▶

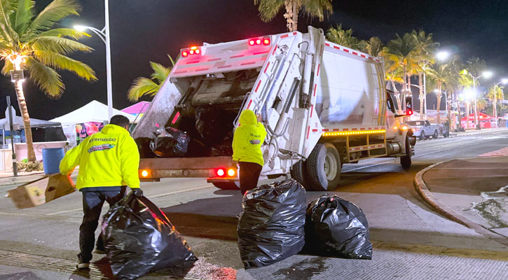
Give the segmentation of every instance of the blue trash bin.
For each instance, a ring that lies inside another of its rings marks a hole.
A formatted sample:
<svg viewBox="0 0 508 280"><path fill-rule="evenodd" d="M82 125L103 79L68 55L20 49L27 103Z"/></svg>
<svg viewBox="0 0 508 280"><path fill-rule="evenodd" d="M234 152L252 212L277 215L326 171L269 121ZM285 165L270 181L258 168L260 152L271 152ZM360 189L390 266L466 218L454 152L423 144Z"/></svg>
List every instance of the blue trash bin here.
<svg viewBox="0 0 508 280"><path fill-rule="evenodd" d="M44 174L54 174L60 173L60 161L65 153L63 148L47 148L42 149L42 165Z"/></svg>

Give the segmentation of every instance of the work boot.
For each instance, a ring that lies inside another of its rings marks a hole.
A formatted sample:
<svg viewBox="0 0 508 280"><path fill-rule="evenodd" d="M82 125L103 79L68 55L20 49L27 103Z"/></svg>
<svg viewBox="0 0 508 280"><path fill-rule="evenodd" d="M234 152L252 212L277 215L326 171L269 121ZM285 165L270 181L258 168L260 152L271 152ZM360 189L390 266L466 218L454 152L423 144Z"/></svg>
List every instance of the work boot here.
<svg viewBox="0 0 508 280"><path fill-rule="evenodd" d="M78 267L78 270L89 270L90 262L81 262L78 263L78 265L76 265L76 267Z"/></svg>

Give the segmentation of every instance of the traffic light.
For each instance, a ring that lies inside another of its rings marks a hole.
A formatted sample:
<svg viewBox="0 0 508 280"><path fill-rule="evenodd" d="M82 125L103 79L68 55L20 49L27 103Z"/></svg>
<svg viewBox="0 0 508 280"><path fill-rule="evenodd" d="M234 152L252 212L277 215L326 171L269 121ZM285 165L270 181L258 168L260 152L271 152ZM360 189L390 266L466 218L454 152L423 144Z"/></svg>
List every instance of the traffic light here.
<svg viewBox="0 0 508 280"><path fill-rule="evenodd" d="M413 115L413 97L406 97L406 115Z"/></svg>

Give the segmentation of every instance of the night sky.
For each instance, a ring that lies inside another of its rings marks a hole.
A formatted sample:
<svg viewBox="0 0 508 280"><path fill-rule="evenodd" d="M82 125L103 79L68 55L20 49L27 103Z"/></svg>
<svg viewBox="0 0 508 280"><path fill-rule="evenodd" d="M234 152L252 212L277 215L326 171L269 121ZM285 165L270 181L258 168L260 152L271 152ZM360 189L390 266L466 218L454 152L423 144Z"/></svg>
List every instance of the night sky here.
<svg viewBox="0 0 508 280"><path fill-rule="evenodd" d="M50 1L37 0L41 9ZM271 22L261 21L252 0L110 0L114 107L121 109L132 103L127 90L132 80L148 77L149 61L165 65L166 55L176 58L179 49L202 42L210 43L247 38L286 31L282 13ZM354 35L366 39L373 36L385 43L413 29L434 34L443 49L461 57L478 56L486 60L496 74L493 80L505 73L508 52L508 2L504 1L336 1L334 13L323 22L302 15L298 30L312 24L327 29L342 23L352 28ZM64 20L62 27L76 24L104 27L104 1L81 0L80 17ZM91 33L90 33L91 34ZM60 72L66 90L57 100L48 98L33 85L25 83L32 118L49 120L74 111L92 100L107 103L106 62L104 43L95 34L81 42L95 50L75 54L73 58L92 66L99 80L90 83L68 72ZM6 108L5 96L15 102L10 78L0 78L0 113ZM433 95L433 94L430 94ZM150 99L146 99L149 100ZM428 102L432 102L429 97ZM418 102L417 102L418 103Z"/></svg>

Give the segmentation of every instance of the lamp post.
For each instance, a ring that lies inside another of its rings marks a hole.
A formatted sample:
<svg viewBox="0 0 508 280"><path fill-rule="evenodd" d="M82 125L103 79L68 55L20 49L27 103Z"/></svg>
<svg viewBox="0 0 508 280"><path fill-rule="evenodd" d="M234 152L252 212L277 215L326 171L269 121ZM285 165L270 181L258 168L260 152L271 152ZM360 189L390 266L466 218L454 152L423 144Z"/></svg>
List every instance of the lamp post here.
<svg viewBox="0 0 508 280"><path fill-rule="evenodd" d="M501 79L501 81L499 82L499 83L496 83L495 85L494 86L494 90L495 90L495 88L497 85L499 85L499 84L500 84L500 83L502 83L503 85L506 85L507 83L508 83L508 78L502 78ZM504 99L504 96L503 96L503 99ZM493 108L493 113L494 113L494 118L495 118L496 123L497 123L497 92L494 92L494 106L493 106L494 108Z"/></svg>
<svg viewBox="0 0 508 280"><path fill-rule="evenodd" d="M75 25L74 29L83 31L90 29L96 34L102 41L106 44L106 80L108 96L108 121L113 116L113 85L111 84L111 50L109 39L109 0L104 0L104 27L99 30L97 28L83 26Z"/></svg>
<svg viewBox="0 0 508 280"><path fill-rule="evenodd" d="M493 73L490 71L484 71L481 73L481 75L475 77L471 73L468 72L467 70L464 69L461 72L463 74L469 75L471 78L473 78L473 90L474 91L474 126L476 128L478 127L478 110L476 109L476 80L481 77L485 77L485 78L489 78L492 76Z"/></svg>

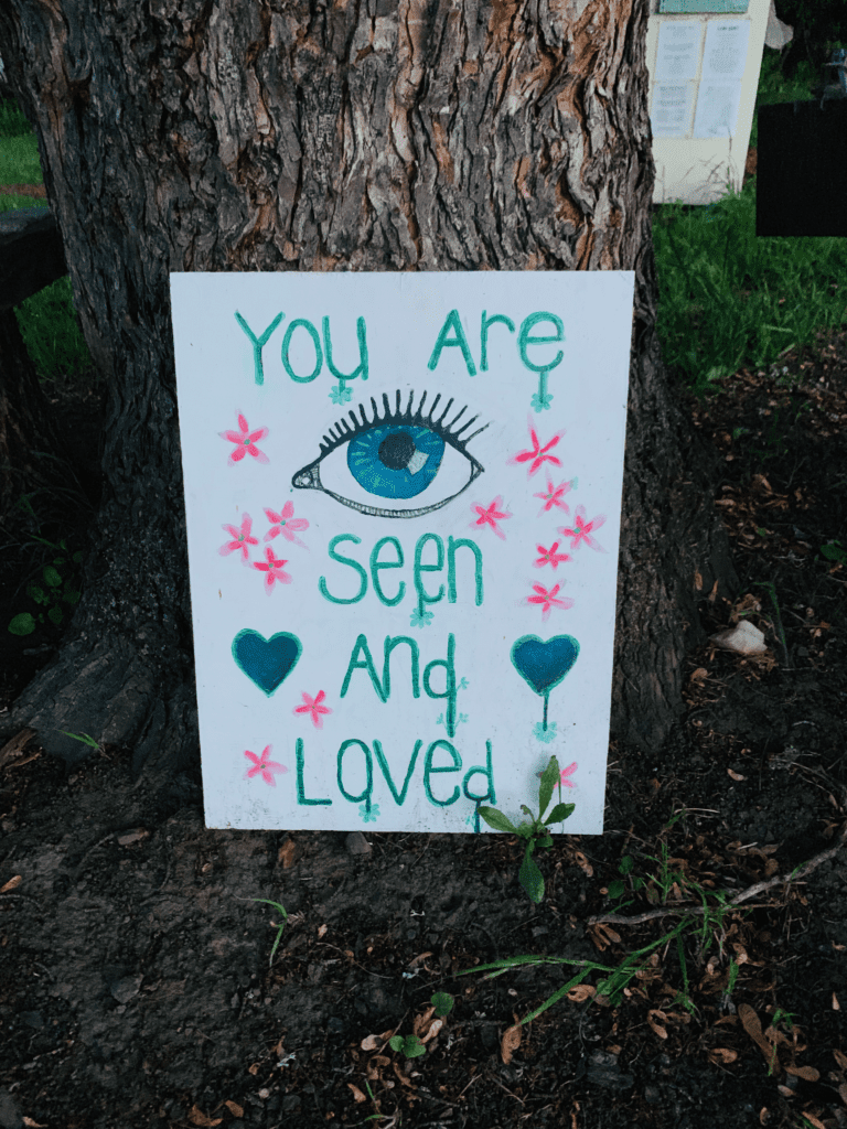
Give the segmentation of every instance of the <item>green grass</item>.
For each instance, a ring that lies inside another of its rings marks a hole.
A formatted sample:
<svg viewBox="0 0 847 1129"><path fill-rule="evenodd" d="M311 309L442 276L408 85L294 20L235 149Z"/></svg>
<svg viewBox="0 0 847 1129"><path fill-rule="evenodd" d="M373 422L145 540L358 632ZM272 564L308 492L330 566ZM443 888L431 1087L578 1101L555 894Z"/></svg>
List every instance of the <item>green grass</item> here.
<svg viewBox="0 0 847 1129"><path fill-rule="evenodd" d="M786 85L779 55L766 49L757 108L811 98L821 76L801 64ZM753 117L750 143L757 145ZM0 106L0 183L42 183L38 148L26 119ZM46 207L46 201L0 196L0 210ZM756 178L740 194L710 208L679 202L654 210L653 239L660 287L658 334L671 371L698 395L741 367L767 368L818 330L847 325L847 240L757 238ZM63 278L17 309L29 355L42 379L90 365Z"/></svg>

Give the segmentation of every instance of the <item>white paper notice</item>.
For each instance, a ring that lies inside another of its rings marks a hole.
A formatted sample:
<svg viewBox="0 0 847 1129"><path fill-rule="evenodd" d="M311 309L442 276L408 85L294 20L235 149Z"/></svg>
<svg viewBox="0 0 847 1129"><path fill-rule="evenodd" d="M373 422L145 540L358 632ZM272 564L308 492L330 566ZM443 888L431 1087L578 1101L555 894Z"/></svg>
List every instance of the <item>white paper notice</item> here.
<svg viewBox="0 0 847 1129"><path fill-rule="evenodd" d="M656 82L653 87L650 129L657 138L682 138L691 125L696 82Z"/></svg>
<svg viewBox="0 0 847 1129"><path fill-rule="evenodd" d="M658 25L656 82L680 84L697 78L702 24L699 19L663 19Z"/></svg>
<svg viewBox="0 0 847 1129"><path fill-rule="evenodd" d="M171 275L208 826L602 832L634 285Z"/></svg>
<svg viewBox="0 0 847 1129"><path fill-rule="evenodd" d="M700 82L695 114L695 137L734 137L740 105L740 79L737 82Z"/></svg>
<svg viewBox="0 0 847 1129"><path fill-rule="evenodd" d="M740 81L746 69L749 42L749 19L710 19L706 25L700 84L726 82L730 79Z"/></svg>

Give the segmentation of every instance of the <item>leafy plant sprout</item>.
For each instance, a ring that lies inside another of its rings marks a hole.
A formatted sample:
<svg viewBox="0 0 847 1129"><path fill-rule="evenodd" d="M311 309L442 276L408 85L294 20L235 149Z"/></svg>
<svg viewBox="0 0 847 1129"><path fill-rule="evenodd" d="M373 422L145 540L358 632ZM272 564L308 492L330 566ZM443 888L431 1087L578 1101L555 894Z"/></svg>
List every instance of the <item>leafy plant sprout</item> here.
<svg viewBox="0 0 847 1129"><path fill-rule="evenodd" d="M251 898L251 901L252 902L267 902L269 905L272 905L274 908L274 910L279 910L279 912L282 914L282 921L281 921L280 925L277 925L276 921L271 921L271 925L278 931L277 931L277 939L273 942L273 948L271 949L270 960L268 961L268 968L270 968L273 964L273 955L277 952L277 948L279 947L279 943L280 943L280 939L282 937L282 933L285 931L286 921L288 921L288 913L286 912L285 905L280 905L279 902L272 902L270 900L270 898Z"/></svg>

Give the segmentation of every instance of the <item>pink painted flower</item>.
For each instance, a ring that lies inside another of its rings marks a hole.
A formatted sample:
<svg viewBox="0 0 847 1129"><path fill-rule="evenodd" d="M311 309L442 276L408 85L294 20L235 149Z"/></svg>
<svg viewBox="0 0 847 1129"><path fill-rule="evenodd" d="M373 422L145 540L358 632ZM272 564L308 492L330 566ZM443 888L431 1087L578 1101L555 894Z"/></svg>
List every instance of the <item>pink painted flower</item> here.
<svg viewBox="0 0 847 1129"><path fill-rule="evenodd" d="M538 436L538 431L533 426L532 417L529 417L529 426L530 426L530 439L532 440L532 449L519 452L517 455L515 455L514 462L529 463L530 460L532 460L532 463L530 465L530 473L527 474L527 478L531 479L532 475L538 470L541 469L542 463L551 463L553 466L561 466L561 460L558 458L556 455L549 454L549 452L558 445L559 439L561 439L561 437L565 435L565 429L562 428L561 431L557 431L556 435L552 437L552 439L545 443L544 446L542 447L541 440L539 439Z"/></svg>
<svg viewBox="0 0 847 1129"><path fill-rule="evenodd" d="M576 772L576 761L574 761L573 764L568 764L566 769L562 769L561 772L559 772L559 782L562 784L566 788L574 787L573 780L565 779L565 777L569 777L571 772Z"/></svg>
<svg viewBox="0 0 847 1129"><path fill-rule="evenodd" d="M557 585L555 585L548 592L547 588L543 588L540 584L533 584L532 590L535 593L535 595L534 596L527 596L526 597L526 603L527 604L540 604L541 605L541 619L547 621L547 620L550 619L550 610L552 607L565 607L565 609L567 609L567 607L573 607L574 606L574 601L570 599L568 596L562 596L561 599L557 599L557 596L559 595L559 589L560 588L561 588L561 585L557 584Z"/></svg>
<svg viewBox="0 0 847 1129"><path fill-rule="evenodd" d="M242 520L241 530L236 530L234 525L221 525L221 530L226 530L232 536L232 541L227 541L225 545L221 545L218 552L221 557L228 557L229 553L239 552L242 554L242 560L250 560L250 550L247 545L257 545L259 541L255 537L251 537L250 531L253 525L253 518L250 514L245 514Z"/></svg>
<svg viewBox="0 0 847 1129"><path fill-rule="evenodd" d="M503 498L500 495L497 495L488 509L486 509L484 506L471 506L471 509L475 514L479 514L477 520L471 522L471 528L473 528L474 525L490 525L500 541L505 541L506 534L503 530L498 528L497 523L505 522L507 517L512 517L513 515L501 510L500 506L503 506Z"/></svg>
<svg viewBox="0 0 847 1129"><path fill-rule="evenodd" d="M542 490L541 493L533 495L533 498L541 498L544 505L539 510L539 514L548 514L553 506L558 506L559 509L564 509L566 514L570 513L570 507L566 501L562 501L565 495L570 493L574 485L574 480L570 482L560 482L558 487L553 485L553 480L548 474L547 476L547 493Z"/></svg>
<svg viewBox="0 0 847 1129"><path fill-rule="evenodd" d="M592 537L592 532L599 530L601 525L605 522L605 514L601 514L600 517L595 517L592 522L585 520L585 506L576 507L576 519L574 522L575 528L573 530L557 530L557 533L561 533L562 536L570 537L570 548L577 549L579 544L584 541L586 545L591 549L596 549L599 553L606 552L603 546Z"/></svg>
<svg viewBox="0 0 847 1129"><path fill-rule="evenodd" d="M264 555L268 559L268 563L267 564L259 564L256 561L253 561L253 568L259 569L260 572L267 572L268 574L265 576L265 578L264 578L264 590L270 596L270 594L273 592L273 585L274 584L277 584L277 583L279 583L279 584L290 584L291 583L291 577L290 577L290 575L288 572L283 572L282 571L282 566L287 564L288 561L278 560L273 555L273 550L270 546L268 546L268 549L265 549Z"/></svg>
<svg viewBox="0 0 847 1129"><path fill-rule="evenodd" d="M245 455L252 455L259 463L269 463L270 460L264 452L256 447L259 440L264 439L268 435L268 428L260 427L257 431L251 431L246 419L241 413L238 413L238 427L241 431L218 432L221 439L228 439L229 443L235 444L235 450L229 456L229 465L234 466L236 463L241 463Z"/></svg>
<svg viewBox="0 0 847 1129"><path fill-rule="evenodd" d="M544 564L551 564L553 568L558 568L562 561L570 561L574 558L570 553L557 553L559 548L559 542L555 541L549 549L544 549L543 545L535 545L538 551L541 553L536 561L533 561L535 568L543 568Z"/></svg>
<svg viewBox="0 0 847 1129"><path fill-rule="evenodd" d="M312 715L312 724L314 725L314 727L316 729L323 729L323 719L322 719L321 715L322 714L331 714L332 712L332 710L329 708L329 706L322 706L321 704L321 702L324 700L325 697L326 697L326 694L323 692L323 690L318 690L317 691L317 697L316 698L312 698L311 694L307 694L304 691L304 694L303 694L303 702L304 702L304 704L303 706L296 706L294 708L292 712L294 714L311 714Z"/></svg>
<svg viewBox="0 0 847 1129"><path fill-rule="evenodd" d="M273 523L264 535L265 541L272 541L281 533L286 541L294 541L295 544L300 545L303 549L306 548L296 534L299 530L307 530L308 522L305 517L294 516L292 501L287 501L285 504L281 514L274 514L272 509L267 509L264 511L264 516L269 522Z"/></svg>
<svg viewBox="0 0 847 1129"><path fill-rule="evenodd" d="M280 764L279 761L268 760L268 758L271 754L271 747L272 747L271 745L265 745L264 749L262 750L261 756L256 756L255 753L251 753L248 749L244 750L244 755L247 758L247 760L253 761L253 768L246 770L246 772L242 777L243 780L246 780L247 777L257 776L261 772L262 779L264 780L265 784L271 785L272 788L277 787L277 781L273 779L273 773L288 772L288 769L285 767L285 764Z"/></svg>

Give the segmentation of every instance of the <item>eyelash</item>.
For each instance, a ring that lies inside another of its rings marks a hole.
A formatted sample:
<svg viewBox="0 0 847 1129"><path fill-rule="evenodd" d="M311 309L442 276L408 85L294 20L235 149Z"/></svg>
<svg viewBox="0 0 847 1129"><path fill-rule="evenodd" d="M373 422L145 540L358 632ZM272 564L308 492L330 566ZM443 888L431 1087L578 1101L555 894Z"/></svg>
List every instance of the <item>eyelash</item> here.
<svg viewBox="0 0 847 1129"><path fill-rule="evenodd" d="M462 415L464 415L464 413L468 411L468 405L462 408L459 414L455 415L454 419L445 426L444 420L447 418L447 414L449 413L449 410L454 403L453 396L451 396L451 399L447 401L447 406L444 409L440 417L436 420L433 419L433 415L435 413L436 408L438 406L438 401L442 399L440 392L436 395L435 400L433 401L433 406L429 409L428 415L424 415L424 405L427 400L426 392L421 396L420 403L418 404L417 411L414 412L412 412L412 401L414 400L414 393L413 392L409 393L409 403L405 405L404 411L401 410L400 408L401 395L402 395L401 392L398 391L396 408L392 411L391 405L388 404L387 393L385 392L383 393L383 404L385 408L385 414L383 417L379 415L379 410L376 406L376 400L374 400L374 397L372 396L370 404L374 409L374 418L372 420L369 420L365 414L365 405L359 404L359 414L361 415L361 422L359 422L359 420L356 419L356 414L353 412L350 412L349 415L350 419L352 420L352 427L350 427L347 420L340 420L338 423L333 423L329 430L329 434L325 435L323 439L321 439L321 455L318 457L329 455L330 452L335 450L344 443L349 443L350 439L353 439L357 435L363 435L365 431L370 431L373 428L377 426L384 426L386 423L431 428L431 430L435 431L435 434L439 436L442 439L444 439L445 443L448 443L452 447L462 453L464 453L471 439L474 439L481 431L484 431L486 428L489 427L489 425L486 423L483 425L483 427L478 428L473 432L473 435L469 435L465 439L460 439L459 437L461 436L461 434L463 431L466 431L468 428L471 427L471 425L475 423L477 420L479 419L479 415L474 415L472 417L472 419L468 420L466 423L463 423L457 431L453 430L453 428L462 418ZM333 435L333 431L338 431L338 435Z"/></svg>

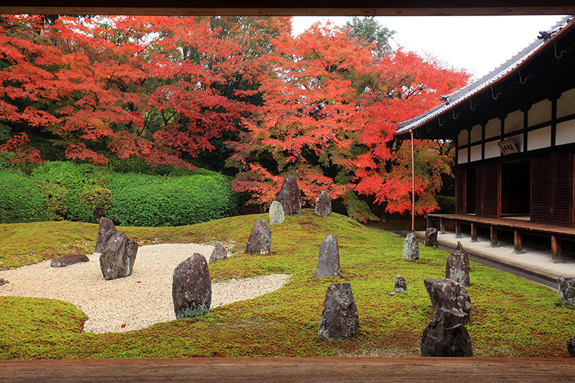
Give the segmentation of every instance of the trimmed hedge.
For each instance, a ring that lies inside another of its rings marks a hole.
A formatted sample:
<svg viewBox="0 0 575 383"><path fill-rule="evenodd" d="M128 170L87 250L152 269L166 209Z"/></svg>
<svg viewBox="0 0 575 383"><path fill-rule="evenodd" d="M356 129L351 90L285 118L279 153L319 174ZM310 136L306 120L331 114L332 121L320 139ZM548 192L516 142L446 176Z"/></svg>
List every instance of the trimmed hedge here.
<svg viewBox="0 0 575 383"><path fill-rule="evenodd" d="M115 174L108 217L122 226L180 226L237 214L231 180L222 175Z"/></svg>
<svg viewBox="0 0 575 383"><path fill-rule="evenodd" d="M46 219L45 203L36 182L23 172L0 172L0 222L37 222Z"/></svg>

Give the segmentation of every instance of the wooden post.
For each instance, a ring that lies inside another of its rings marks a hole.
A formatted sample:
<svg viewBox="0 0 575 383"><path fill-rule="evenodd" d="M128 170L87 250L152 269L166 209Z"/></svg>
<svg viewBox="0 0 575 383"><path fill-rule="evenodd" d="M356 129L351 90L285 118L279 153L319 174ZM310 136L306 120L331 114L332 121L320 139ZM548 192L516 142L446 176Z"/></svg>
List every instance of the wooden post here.
<svg viewBox="0 0 575 383"><path fill-rule="evenodd" d="M551 258L553 263L562 263L561 259L561 240L557 237L556 234L551 234Z"/></svg>
<svg viewBox="0 0 575 383"><path fill-rule="evenodd" d="M519 230L515 230L514 237L514 244L515 245L515 251L514 253L516 254L523 254L523 236Z"/></svg>
<svg viewBox="0 0 575 383"><path fill-rule="evenodd" d="M495 227L491 226L491 247L497 247L499 246L499 244L497 243L497 229Z"/></svg>

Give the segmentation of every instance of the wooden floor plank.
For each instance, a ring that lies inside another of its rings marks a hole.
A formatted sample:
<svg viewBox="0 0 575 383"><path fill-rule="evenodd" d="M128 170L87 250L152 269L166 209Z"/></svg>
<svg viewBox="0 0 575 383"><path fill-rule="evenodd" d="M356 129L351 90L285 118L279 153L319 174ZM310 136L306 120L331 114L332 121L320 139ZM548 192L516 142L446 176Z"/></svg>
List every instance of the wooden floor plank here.
<svg viewBox="0 0 575 383"><path fill-rule="evenodd" d="M575 382L575 358L198 358L1 360L0 382Z"/></svg>

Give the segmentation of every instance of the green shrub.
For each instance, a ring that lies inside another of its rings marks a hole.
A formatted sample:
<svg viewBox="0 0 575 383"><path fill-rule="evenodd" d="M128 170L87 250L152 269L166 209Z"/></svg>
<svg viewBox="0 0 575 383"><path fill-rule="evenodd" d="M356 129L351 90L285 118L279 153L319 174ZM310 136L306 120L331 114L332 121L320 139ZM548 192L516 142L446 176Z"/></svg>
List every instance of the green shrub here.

◀

> _Aim of the exercise_: Reproduce the rows above verbatim, starting at the line that contains "Give the segmentation of every instance of the <item>green" and ending at the line that contains "81L746 69L749 42L749", with both of those lines included.

> _Output_:
Give the segmentation of every instance of the <item>green grass</item>.
For each instance, a ring that lies inside another of its rings marks a hole.
A formatted sample:
<svg viewBox="0 0 847 1129"><path fill-rule="evenodd" d="M311 309L442 276L408 85L294 20L235 149Z"/></svg>
<svg viewBox="0 0 847 1129"><path fill-rule="evenodd" d="M373 422L145 540L358 632ZM272 564L308 492L330 566ZM443 888L431 1087L578 1101L555 894Z"/></svg>
List every instance of the <item>green grass</item> here.
<svg viewBox="0 0 847 1129"><path fill-rule="evenodd" d="M786 85L779 55L766 49L757 108L811 98L821 76L801 64ZM753 117L750 143L757 145ZM0 106L0 183L42 183L38 148L26 119ZM46 207L46 201L0 196L0 210ZM756 178L740 194L710 208L679 202L654 210L653 239L660 287L658 334L671 371L698 395L741 367L767 368L818 330L847 325L847 240L757 238ZM63 278L17 309L29 355L42 379L90 365Z"/></svg>

Give the segmentation of every instance of the <item>white paper notice</item>.
For each instance, a ring that lies inside another of its rings marks a hole.
A formatted sample:
<svg viewBox="0 0 847 1129"><path fill-rule="evenodd" d="M311 309L442 276L408 85L294 20L235 149Z"/></svg>
<svg viewBox="0 0 847 1129"><path fill-rule="evenodd" d="M373 422L145 540L358 632ZM272 564L308 492L330 566ZM443 888L431 1087L578 1101L555 894Z"/></svg>
List every instance of the <item>white paper notice</item> here.
<svg viewBox="0 0 847 1129"><path fill-rule="evenodd" d="M656 82L653 87L650 129L657 138L682 138L691 125L696 82Z"/></svg>
<svg viewBox="0 0 847 1129"><path fill-rule="evenodd" d="M658 25L656 82L680 84L697 78L702 24L699 19L663 19Z"/></svg>
<svg viewBox="0 0 847 1129"><path fill-rule="evenodd" d="M171 275L208 826L602 832L634 285Z"/></svg>
<svg viewBox="0 0 847 1129"><path fill-rule="evenodd" d="M700 82L695 114L695 137L734 137L740 105L740 79L737 82Z"/></svg>
<svg viewBox="0 0 847 1129"><path fill-rule="evenodd" d="M740 81L746 69L749 42L749 19L710 19L706 25L700 84L726 82L730 79Z"/></svg>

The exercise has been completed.